**WORK INSTRUCTION**
Pictures are to be left out, and the rest of the records reproduced exactly.

(Items from a dataset)
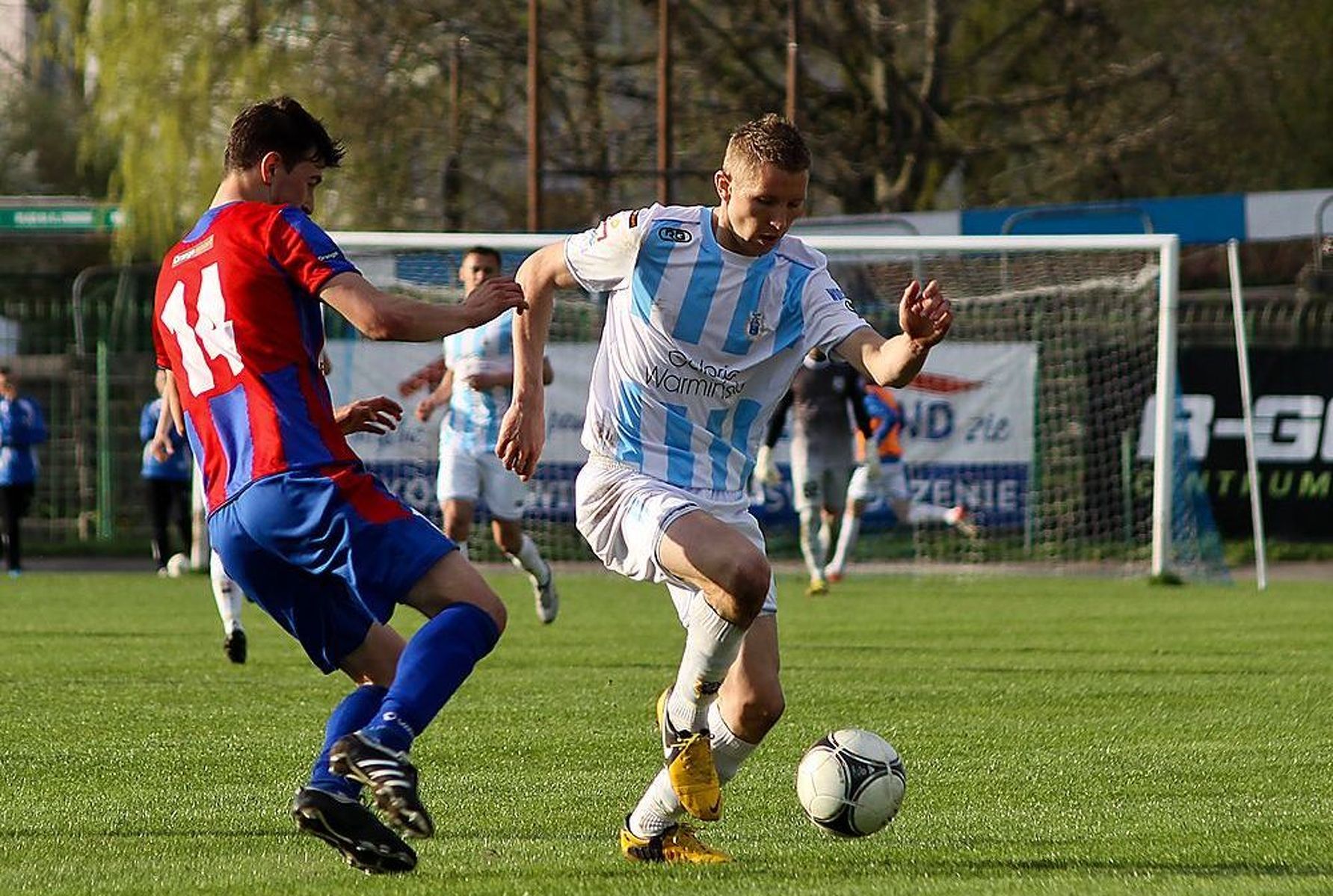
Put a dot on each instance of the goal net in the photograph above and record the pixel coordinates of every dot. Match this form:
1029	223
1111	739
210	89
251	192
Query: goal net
1038	414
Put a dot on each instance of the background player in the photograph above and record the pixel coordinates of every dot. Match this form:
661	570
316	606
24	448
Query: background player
476	382
823	392
711	312
165	483
313	537
881	475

**COMPLETED TASK**
Put a dot on each instance of the goal net in the photograph above and record the pixel coordinates of every dot. Match this form:
1029	223
1111	739
210	89
251	192
Query: goal net
1038	414
Put a dot on each instance of the background player in the photograph above and record the pixel coordinates of every dot. Match this form:
661	570
316	606
24	448
Query: background player
476	382
823	392
711	312
165	483
313	537
881	475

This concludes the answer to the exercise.